## Directions
Print exactly the lines from the one containing "In this exercise you will annotate the man's beard, setting" through the last line of the listing, both included.

* * * *

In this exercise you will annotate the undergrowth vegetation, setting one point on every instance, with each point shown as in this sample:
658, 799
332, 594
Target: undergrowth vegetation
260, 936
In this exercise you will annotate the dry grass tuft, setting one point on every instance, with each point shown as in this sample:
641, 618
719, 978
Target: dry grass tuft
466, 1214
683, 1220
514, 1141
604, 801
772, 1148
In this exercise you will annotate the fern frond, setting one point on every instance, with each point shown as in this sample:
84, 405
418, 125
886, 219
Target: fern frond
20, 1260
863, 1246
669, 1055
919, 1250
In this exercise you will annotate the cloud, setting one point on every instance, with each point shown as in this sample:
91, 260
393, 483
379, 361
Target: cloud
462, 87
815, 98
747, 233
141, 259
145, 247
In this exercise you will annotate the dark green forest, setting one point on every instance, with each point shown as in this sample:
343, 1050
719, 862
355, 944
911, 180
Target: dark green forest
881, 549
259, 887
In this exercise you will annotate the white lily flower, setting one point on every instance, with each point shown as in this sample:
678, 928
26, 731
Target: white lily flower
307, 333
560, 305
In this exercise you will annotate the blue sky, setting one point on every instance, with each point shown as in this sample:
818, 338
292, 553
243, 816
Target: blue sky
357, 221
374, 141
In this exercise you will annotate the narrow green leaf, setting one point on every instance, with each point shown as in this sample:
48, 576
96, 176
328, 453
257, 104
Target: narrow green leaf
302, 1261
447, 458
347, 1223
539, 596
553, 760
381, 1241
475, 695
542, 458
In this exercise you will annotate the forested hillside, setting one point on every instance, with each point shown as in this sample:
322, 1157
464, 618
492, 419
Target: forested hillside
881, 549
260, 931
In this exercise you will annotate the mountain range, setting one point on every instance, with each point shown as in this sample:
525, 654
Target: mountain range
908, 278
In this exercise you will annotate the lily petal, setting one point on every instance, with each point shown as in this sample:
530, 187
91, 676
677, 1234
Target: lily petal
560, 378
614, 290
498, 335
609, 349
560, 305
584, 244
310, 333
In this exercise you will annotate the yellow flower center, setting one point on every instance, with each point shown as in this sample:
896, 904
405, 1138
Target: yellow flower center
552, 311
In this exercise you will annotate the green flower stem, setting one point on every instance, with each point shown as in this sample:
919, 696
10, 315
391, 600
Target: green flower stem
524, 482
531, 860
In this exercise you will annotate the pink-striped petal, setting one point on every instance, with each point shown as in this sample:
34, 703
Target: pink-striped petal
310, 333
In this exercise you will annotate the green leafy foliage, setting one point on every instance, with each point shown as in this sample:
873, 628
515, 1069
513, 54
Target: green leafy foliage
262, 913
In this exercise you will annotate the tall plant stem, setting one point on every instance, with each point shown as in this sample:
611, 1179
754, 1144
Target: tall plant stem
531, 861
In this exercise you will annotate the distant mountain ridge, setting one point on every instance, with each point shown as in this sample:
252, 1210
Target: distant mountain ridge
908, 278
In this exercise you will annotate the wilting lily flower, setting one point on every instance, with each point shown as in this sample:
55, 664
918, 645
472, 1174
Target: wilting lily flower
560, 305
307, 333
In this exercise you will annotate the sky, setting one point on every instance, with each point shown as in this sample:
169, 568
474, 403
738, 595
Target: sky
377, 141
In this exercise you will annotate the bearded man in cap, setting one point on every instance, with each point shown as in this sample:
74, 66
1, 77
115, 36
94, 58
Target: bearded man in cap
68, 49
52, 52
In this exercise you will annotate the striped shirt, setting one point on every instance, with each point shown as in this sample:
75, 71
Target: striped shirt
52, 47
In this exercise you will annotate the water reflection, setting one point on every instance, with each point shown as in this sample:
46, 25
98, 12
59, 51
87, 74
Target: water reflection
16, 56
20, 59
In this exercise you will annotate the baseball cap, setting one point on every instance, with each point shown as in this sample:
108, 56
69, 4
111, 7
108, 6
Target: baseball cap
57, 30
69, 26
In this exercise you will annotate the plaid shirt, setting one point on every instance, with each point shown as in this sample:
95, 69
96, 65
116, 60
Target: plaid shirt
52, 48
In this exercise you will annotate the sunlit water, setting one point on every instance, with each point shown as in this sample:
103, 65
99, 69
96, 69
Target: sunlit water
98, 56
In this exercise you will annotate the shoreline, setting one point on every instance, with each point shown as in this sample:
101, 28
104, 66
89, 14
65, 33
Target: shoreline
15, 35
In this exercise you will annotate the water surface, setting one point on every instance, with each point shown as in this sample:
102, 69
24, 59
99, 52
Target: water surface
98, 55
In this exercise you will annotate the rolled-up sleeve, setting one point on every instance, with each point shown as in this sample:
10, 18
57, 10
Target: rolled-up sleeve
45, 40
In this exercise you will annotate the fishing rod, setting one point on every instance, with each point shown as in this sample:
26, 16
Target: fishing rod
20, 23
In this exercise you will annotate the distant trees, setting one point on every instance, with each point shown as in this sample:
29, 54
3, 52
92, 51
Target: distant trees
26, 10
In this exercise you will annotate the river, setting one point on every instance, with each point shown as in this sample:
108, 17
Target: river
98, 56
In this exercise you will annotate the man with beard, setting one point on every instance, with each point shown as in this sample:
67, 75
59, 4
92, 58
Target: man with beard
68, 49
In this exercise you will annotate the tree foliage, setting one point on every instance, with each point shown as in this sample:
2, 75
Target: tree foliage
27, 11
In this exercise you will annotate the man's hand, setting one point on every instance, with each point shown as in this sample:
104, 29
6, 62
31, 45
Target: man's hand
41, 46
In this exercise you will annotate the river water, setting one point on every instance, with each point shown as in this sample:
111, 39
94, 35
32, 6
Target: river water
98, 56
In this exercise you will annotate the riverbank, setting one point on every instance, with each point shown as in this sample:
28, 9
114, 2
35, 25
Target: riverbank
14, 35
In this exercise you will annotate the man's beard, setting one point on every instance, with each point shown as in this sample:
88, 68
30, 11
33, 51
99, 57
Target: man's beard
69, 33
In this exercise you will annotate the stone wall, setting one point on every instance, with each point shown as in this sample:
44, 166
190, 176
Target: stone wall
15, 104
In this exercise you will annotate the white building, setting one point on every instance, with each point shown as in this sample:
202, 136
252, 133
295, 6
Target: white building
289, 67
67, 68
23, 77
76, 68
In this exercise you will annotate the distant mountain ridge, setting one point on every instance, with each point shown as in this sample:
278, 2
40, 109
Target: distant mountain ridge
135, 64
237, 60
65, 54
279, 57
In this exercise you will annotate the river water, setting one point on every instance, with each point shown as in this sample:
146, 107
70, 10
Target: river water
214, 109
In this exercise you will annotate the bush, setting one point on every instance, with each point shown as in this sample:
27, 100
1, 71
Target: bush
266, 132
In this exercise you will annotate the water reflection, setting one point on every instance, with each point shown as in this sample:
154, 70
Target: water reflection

* * * *

## Exercise output
In this exercise you will annotate the man's beard, setting one point on every instance, with each point shown as in this sample:
88, 68
30, 11
33, 51
99, 57
Target: man's beard
69, 33
In this exercise you will annotate the stone wall, setting one point on every instance, with each point shown as in this sample:
44, 166
190, 176
Target: stone wall
15, 104
In this exercise you will annotate the white building, setting one point on every instance, with each point shown as in this sample:
202, 136
252, 133
295, 6
Target: white building
289, 67
67, 68
23, 77
76, 68
In this exercise you will annotate the distant mountain ridge, setting one point on every instance, with each point shown as in this sample:
278, 2
40, 109
Target: distant mountain ridge
135, 64
237, 60
65, 54
279, 57
In this exercise you will annotate the river water, setting one point on every instance, with each point shown as in this sample:
146, 107
70, 10
Target: river water
214, 109
In this exercise you will annotate the bush, setting one point on every instance, with each point shown as in this sample:
27, 100
1, 71
Target: bush
266, 132
In this exercise you will annotate the water reflection, setting one point on every instance, with each point shown as in this sample:
154, 70
Target: water reflection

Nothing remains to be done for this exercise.